Senator HEBERT. I can't understand that you view this different from what I do, but that is my view of it, and yet I see no objection to eliminating section (h), as I have heard it discussed here, as far as that goes, but I am not convinced that it interferes with the right of anyone.

Mr. FRASER. We do not think under 23, you would be allowed to go to the merits of the case again.

Senator HEBERT. I do not know how you can say it any broader than that it is not in accordance with law. I do not know how much broader you can make it. If the regulation is not in accordance with law, that opens up the whole field, and it is still broader, it has other contingencies, if it is unreasonable. Unreasonable how? Unreasonable under the particular circumstances of the case that is being considered, of course. If it is arbitrary, if it is done under conditions where a man cannot comply with it in reason, then that is arbitrary and would not be permitted to be enforced.

Mr. FRASER. Let me give you my understanding of what that applies to. If the committee had held a hearing, if the Secretary has gone through the proper process of law in the preparatory work to his regulations, that is final, that is all that means.

Senator HEBERT. Mr. Frazer, you do not read that the way I do. Let me repeat once again, that is merely in the formulation of the regulations.

Mr. FRASER. Right.

Senator HEBERT. Not in the enforcement of them, because the enforcement of them is open to review by the courts. If that were not so, then you would negative the effect of the provision in section 23, because section 23, in line 15 provides: "If it is shown that the regulation is unreasonable."

And, another thing, if it is shown, how can it be shown? How can the court find that a regulation is unreasonable, that it is arbitrary, unless it have the facts before it?

Of course, the court will want all the facts before it will render a decision, and that must be so.

Mr. FRASER. I hope your interpretation stands, Senator. If we can be sure that that would stand, we would feel a lot better.

Senator HEBERT. I may be wrong about that, but I am trying to give effect to all of the verbiage that is there, in my interpretation. I repeat, it may be the part of wisdom to eliminate that paragraph (h), then there will be no question.

Senator OVERTON. You want the court vested with jurisdiction to inquire into the fact whether or not there has been a violation of the regulation, is that what you would wish?

Mr. FRASER. We feel that the Government should be required to prove its case, and prove it by competent evidence, that in the case of tolerance, the amount of alleged to be found is or may be injurious to health. We would like that. The defendant should then be allowed to have his day in court and prove, if he can, by competent evidence, that the Government's case is not well founded.

We furthermore feel that a right of appeal on the merits should be preserved because that is axiomatic; it is an axiomatic principle of legal procedure.

* Provided records
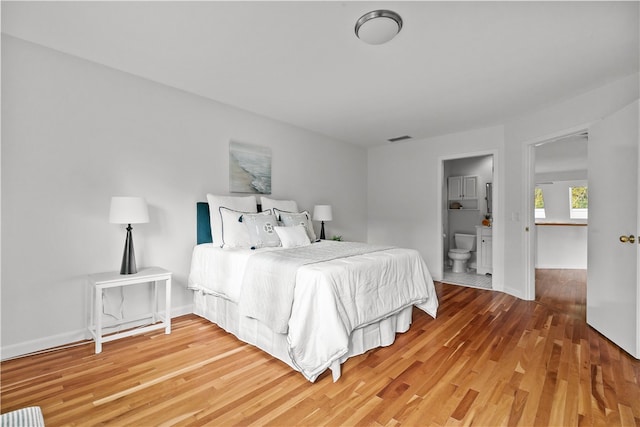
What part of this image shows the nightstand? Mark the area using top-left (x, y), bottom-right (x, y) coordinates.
top-left (88, 267), bottom-right (171, 353)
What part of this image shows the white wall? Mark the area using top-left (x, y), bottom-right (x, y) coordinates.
top-left (368, 73), bottom-right (639, 299)
top-left (1, 35), bottom-right (367, 358)
top-left (368, 126), bottom-right (504, 286)
top-left (535, 225), bottom-right (588, 269)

* Objective
Write out everything in the hearing transcript from "Mr. FRASER. We do" down to "to be enforced.", replacing "broader" with "wider" wherever it occurs. The items come from a separate source.

* Correct result
Mr. FRASER. We do not think under 23, you would be allowed to go to the merits of the case again.

Senator HEBERT. I do not know how you can say it any wider than that it is not in accordance with law. I do not know how much wider you can make it. If the regulation is not in accordance with law, that opens up the whole field, and it is still wider, it has other contingencies, if it is unreasonable. Unreasonable how? Unreasonable under the particular circumstances of the case that is being considered, of course. If it is arbitrary, if it is done under conditions where a man cannot comply with it in reason, then that is arbitrary and would not be permitted to be enforced.